Da fresta, no isolamento social em tempos de Covid-19, eu vejo Rubem Fonseca ir


A jornalista Brunna Condini, apaixonada pela obra do autor que morreu semana passada aos 94 anos, questiona: “Será que Rubem Fonseca sentia o medo que nós estamos sentindo? Será que ele pensou no mundo pós-coronavírus?
Talvez o escritor experimentasse uma escrita inédita, imbuída do sentimento pós-apocalíptico, trazendo alguma fé no ser humano. Ou talvez ele dilacerasse de vez o que precisa ser rompido, com uma narrativa direta, dizendo, através da sua boa ficção: aqui está o personagem de um mundo novo, devastado. Recomece ou será extinto, camarada”

Rubem Fonseca (1925-2020): o realismo na ficção de um gênio que a geração Z precisa ler (Foto: Divulgação)

*Por Brunna Condini

 Não tenho contado os dias de quarentena. Mas creio que já sejam mais de 30.

Observo o mundo das frestas.  Cibernéticas e da minha varanda. E da minha mesa de trabalho. E do meu sofá. E reparei esses dias que o azul que escolhi para a parede não é igual ao outro, embora todo mundo ache que sim.

E todos os dias parecem iguais. E também não são. Até porque não é todo dia que um Rubem Fonseca morre. Sim, ele se foi semana passada, aos 94 anos. Um dos maiores escritores de contos e romances deste país. Um dos meus preferidos em inspiração. A escrita afiada e reta de Rubem Fonseca me fez querer escrever sobre gente que bem que poderia existir.

Rubem escrevia sobre retratos duros de um Brasil, sem romantização, sem máscaras. Tinha violência, desigualdades, injustiças. Tentaram censurá-lo lá atrás, mas ele seguiu. Seguraram por um tempo o seu “Feliz Ano Novo” em uma época que a ditadura violentava mais que os personagens marginais dessa sua obra. E, nestes dias que correm, ainda pedem bis. Mas isso é outro assunto.

Mas fico pensando aqui, o que estaria Rubem Fonseca escrevendo hoje?

# # # # #

## Questão A
De acordo com o trecho fornecido, com que idade Rubem Fonseca morreu?
## Questão B
Enumere tudo o que, segundo o trecho fornecido, havia nos retratos duros do Brasil escritos por Rubem Fonseca.
## Questão C
Prossiga o trecho fornecido sobre Rubem Fonseca a partir da pergunta com que ele termina.

# # # # #

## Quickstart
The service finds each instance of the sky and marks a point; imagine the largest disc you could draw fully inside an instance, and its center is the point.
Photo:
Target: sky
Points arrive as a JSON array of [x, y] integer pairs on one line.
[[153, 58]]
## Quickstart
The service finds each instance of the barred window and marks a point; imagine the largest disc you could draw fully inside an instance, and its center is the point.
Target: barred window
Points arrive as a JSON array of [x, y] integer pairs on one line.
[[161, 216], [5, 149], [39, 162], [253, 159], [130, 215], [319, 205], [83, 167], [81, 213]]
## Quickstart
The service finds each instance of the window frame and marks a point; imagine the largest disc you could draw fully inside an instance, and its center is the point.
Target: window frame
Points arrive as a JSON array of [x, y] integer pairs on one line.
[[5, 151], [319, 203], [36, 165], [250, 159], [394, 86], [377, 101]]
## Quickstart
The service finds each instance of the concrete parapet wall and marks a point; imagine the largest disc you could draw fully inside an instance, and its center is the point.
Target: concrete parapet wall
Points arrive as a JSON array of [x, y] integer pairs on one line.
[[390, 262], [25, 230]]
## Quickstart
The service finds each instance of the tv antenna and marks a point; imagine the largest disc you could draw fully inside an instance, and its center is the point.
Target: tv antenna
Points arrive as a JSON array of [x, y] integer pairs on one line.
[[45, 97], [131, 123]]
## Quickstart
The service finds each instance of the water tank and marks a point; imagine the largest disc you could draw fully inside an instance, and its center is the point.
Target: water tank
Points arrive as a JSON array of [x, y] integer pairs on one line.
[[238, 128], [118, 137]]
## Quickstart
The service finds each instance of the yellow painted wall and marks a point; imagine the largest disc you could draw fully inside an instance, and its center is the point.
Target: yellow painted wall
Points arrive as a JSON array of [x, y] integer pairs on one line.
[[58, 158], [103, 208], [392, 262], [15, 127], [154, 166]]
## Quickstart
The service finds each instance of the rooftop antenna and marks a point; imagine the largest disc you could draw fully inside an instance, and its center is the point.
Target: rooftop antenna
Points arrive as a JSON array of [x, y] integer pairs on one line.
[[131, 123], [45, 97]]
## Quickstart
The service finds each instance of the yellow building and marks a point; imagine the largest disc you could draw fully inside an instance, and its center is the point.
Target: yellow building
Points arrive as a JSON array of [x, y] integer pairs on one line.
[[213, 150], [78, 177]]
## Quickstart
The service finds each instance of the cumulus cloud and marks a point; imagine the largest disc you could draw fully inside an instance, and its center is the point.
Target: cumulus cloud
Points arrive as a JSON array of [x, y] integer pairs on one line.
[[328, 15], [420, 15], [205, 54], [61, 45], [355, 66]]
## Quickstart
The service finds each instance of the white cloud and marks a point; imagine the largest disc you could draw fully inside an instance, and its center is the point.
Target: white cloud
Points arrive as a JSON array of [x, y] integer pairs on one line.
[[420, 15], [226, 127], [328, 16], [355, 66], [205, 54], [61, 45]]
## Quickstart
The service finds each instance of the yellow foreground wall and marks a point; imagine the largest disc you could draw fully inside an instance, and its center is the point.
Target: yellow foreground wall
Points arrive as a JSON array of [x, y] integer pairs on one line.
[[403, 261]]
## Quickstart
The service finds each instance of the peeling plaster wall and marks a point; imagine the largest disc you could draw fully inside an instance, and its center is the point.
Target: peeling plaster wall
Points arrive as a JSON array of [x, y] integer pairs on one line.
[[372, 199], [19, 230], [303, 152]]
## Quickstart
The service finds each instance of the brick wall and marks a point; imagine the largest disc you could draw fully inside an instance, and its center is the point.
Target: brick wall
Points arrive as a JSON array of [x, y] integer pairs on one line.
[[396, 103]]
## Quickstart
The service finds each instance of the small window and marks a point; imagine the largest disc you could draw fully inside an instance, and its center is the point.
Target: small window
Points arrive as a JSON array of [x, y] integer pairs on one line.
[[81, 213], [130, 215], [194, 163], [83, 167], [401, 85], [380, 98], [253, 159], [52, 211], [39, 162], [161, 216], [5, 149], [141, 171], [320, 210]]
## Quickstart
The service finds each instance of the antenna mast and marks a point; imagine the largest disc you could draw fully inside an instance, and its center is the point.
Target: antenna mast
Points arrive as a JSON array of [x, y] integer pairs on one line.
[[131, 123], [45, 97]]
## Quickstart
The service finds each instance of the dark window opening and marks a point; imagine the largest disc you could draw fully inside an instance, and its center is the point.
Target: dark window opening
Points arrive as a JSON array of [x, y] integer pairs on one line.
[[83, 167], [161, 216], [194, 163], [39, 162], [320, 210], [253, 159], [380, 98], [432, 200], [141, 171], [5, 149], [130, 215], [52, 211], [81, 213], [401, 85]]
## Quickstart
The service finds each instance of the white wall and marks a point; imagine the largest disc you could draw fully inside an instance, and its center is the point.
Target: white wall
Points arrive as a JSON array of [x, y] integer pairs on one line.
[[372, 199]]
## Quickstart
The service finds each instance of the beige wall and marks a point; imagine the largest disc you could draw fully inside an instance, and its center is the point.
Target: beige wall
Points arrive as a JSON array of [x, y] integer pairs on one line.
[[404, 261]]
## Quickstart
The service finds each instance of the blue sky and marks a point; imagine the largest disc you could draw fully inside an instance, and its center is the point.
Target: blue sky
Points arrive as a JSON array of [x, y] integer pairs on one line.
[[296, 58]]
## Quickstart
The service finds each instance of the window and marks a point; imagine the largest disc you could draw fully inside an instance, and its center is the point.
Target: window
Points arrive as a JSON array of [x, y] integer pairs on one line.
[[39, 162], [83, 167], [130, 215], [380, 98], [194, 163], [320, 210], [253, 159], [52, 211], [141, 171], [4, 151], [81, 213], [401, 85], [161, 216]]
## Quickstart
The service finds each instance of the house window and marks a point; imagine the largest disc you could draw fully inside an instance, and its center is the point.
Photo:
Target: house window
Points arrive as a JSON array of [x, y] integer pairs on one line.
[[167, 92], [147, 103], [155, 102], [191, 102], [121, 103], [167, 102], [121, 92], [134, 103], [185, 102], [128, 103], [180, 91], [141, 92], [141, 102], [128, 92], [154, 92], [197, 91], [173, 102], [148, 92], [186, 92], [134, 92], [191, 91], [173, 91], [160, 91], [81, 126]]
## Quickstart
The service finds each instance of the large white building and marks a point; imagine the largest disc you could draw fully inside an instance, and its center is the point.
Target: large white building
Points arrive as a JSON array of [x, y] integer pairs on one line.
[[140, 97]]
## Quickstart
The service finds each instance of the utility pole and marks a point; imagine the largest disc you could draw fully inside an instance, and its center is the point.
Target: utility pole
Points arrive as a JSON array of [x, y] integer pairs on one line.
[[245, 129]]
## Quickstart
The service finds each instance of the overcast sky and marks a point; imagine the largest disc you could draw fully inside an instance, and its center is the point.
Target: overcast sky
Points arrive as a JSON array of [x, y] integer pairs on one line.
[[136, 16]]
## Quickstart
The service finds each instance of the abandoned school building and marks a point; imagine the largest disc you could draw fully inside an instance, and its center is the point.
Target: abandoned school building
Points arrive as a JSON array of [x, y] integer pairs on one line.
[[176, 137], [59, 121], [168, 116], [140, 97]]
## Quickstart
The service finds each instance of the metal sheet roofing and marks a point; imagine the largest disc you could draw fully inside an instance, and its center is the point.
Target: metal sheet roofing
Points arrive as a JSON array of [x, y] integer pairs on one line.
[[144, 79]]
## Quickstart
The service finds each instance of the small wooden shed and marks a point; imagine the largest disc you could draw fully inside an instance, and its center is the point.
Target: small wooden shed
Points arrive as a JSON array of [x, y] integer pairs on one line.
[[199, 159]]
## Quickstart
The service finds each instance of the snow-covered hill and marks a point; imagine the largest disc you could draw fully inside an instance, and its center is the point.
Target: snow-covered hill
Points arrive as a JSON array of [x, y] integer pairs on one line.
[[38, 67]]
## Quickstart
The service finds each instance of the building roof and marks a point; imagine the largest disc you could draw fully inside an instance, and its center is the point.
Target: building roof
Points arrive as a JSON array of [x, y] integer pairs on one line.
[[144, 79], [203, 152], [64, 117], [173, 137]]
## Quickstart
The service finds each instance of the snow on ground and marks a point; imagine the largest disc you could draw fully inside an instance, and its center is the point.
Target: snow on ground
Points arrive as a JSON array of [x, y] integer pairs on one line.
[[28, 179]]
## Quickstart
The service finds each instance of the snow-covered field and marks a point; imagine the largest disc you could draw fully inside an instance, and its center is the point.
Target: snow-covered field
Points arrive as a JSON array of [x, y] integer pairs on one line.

# # # # #

## Área da resposta A
Aos 94 anos.

## Área da resposta B
Violência, desigualdades e injustiças.

## Área da resposta C
Nestes tempos tão audiovisuais quanto seus 30 livros. Nestes dias que misturam ficção científica e terror em uma espécie de documentário aberto em que ansiamos por um final melhor, porque feliz não há de ser.

Nestes tempos que escancaram ainda mais as desigualdades, quando precisamos sair de cena para preservar a vida, e percebemos que não somos protagonistas da nossa sobrevivência.

Rubem falaria exatamente do quê?

Poderia continuar escrevendo sobre as contradições sociais que se esgarçam. Sobre falarmos na valorização da vida com o isolamento, para gente que precisa sair para trazer o que comer no dia.

Será que Rubem Fonseca sentia o medo que nós estamos sentindo?

Será que ele pensou no mundo pós-coronavírus?

Talvez o escritor experimentasse uma escrita inédita, imbuída do sentimento pós-apocalíptico, trazendo alguma fé no ser humano. Ou talvez ele dilacerasse de vez o que precisa ser rompido, com uma narrativa direta, dizendo, através da sua boa ficção: aqui está o personagem de um mundo novo, devastado. Recomece ou será extinto, camarada.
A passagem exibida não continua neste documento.